* _Assignment_
Check every line of the entries for "given", and copy the lines that hold it.

[Available data]

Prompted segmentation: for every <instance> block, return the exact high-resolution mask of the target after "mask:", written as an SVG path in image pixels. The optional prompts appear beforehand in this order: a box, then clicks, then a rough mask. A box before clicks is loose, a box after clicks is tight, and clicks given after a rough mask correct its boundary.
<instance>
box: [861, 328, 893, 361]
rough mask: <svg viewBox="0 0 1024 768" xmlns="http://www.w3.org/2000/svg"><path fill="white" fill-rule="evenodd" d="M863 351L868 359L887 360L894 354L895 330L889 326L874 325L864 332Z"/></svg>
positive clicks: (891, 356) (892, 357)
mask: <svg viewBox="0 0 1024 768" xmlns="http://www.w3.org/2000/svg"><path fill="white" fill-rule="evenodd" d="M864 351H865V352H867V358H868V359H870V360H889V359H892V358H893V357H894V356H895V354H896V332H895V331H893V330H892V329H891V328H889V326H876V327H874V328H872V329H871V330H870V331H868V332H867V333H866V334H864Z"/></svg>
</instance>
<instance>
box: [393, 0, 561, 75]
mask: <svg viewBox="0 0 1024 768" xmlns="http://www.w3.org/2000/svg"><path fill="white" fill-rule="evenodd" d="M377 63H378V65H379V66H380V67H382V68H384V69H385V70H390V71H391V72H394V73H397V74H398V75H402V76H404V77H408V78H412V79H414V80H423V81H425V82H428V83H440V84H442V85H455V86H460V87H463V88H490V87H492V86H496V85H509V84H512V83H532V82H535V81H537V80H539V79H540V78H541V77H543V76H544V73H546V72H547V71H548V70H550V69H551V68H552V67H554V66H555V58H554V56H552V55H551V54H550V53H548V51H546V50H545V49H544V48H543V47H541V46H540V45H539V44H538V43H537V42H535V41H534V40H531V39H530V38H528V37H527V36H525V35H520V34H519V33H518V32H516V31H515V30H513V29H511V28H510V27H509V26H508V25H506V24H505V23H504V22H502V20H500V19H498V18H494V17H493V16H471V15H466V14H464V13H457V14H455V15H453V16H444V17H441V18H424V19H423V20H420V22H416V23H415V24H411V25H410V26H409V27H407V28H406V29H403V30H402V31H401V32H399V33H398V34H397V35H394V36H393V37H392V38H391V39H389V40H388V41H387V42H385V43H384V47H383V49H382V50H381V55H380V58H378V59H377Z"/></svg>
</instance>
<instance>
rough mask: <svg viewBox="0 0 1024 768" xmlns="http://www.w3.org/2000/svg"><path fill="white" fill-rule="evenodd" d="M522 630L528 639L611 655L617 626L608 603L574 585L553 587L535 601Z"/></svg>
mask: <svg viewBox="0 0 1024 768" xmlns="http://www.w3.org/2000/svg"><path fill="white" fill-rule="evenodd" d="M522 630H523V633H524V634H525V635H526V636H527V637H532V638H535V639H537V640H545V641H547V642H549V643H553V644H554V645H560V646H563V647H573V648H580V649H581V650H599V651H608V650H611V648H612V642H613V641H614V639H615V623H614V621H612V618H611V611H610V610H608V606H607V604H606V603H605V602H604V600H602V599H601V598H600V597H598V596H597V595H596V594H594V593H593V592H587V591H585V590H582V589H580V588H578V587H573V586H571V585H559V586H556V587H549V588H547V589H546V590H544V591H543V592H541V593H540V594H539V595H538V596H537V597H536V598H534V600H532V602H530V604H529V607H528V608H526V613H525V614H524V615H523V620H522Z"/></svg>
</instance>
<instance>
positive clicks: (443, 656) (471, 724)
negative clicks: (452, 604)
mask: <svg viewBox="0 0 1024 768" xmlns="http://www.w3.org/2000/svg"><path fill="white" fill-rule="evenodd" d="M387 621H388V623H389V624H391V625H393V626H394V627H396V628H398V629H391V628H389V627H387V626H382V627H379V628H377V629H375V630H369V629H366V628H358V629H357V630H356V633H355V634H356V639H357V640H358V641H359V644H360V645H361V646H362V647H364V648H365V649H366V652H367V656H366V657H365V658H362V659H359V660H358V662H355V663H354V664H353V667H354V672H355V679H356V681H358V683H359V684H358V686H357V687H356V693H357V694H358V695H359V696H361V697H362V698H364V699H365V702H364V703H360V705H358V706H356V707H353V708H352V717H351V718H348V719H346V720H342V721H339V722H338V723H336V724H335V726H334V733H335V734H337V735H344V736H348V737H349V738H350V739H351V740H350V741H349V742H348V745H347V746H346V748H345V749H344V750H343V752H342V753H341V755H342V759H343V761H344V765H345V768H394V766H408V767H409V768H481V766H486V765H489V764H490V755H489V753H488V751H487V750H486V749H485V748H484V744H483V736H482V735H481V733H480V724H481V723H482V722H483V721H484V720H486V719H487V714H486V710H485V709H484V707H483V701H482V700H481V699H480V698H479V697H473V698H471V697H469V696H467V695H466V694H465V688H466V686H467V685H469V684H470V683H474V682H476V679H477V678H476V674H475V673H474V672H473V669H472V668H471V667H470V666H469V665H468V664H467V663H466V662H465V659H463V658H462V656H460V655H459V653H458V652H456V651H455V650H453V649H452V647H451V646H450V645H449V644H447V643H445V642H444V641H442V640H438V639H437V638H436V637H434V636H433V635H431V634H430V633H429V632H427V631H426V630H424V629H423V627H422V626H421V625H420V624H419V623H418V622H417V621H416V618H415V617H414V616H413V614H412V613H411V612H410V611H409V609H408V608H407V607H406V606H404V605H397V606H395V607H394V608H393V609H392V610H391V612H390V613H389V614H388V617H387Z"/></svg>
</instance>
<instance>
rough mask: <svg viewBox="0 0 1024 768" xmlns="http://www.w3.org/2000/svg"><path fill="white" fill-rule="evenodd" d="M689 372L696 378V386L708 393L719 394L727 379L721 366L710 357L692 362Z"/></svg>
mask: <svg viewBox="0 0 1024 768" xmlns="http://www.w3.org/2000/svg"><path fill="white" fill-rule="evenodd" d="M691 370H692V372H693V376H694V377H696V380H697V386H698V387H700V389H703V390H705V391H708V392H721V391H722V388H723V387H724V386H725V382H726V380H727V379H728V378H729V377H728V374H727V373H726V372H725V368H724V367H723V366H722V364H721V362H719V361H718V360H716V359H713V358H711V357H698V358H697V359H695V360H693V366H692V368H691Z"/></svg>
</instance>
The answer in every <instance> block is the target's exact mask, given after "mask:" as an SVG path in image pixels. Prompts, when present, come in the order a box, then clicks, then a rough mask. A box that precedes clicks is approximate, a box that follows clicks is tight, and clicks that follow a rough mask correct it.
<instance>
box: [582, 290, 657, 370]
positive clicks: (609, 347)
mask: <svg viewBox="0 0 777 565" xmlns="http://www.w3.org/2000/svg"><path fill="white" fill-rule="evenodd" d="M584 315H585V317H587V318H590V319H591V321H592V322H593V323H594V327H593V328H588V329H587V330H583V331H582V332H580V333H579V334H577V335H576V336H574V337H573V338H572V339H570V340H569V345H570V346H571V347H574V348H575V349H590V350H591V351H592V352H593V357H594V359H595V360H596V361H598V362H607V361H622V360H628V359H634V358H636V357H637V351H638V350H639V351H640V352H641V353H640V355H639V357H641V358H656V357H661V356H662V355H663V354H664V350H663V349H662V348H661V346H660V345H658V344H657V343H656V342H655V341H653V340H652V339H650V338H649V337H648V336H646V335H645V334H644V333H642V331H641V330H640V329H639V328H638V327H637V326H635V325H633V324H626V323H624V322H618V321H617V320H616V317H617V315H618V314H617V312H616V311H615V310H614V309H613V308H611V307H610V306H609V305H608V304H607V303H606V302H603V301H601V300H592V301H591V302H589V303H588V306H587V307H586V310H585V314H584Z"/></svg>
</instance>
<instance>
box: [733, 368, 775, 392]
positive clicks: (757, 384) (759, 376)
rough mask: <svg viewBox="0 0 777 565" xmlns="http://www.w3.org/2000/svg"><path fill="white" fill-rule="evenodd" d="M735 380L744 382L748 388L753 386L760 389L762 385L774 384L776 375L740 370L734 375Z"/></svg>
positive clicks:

[/Available data]

* _Final answer_
Prompted segmentation: for every <instance> block, return the exact high-resolution mask of the target after "mask:", written as an SVG path in image pixels. The optional prompts appear beforehand in this order: a box, then clicks, then a rough mask. A box before clicks is loose, a box after clicks is tight, and clicks given after a rough mask correct its boundary.
The answer in every <instance> block is the target's exact mask, given after "mask:" as an SVG path in image pixels. Prompts, when present, come in the order a box, then clicks, then a rough mask. A box that precedes clicks is approximate, a box that follows clicks is tight, and clicks that follow a rough mask correct it.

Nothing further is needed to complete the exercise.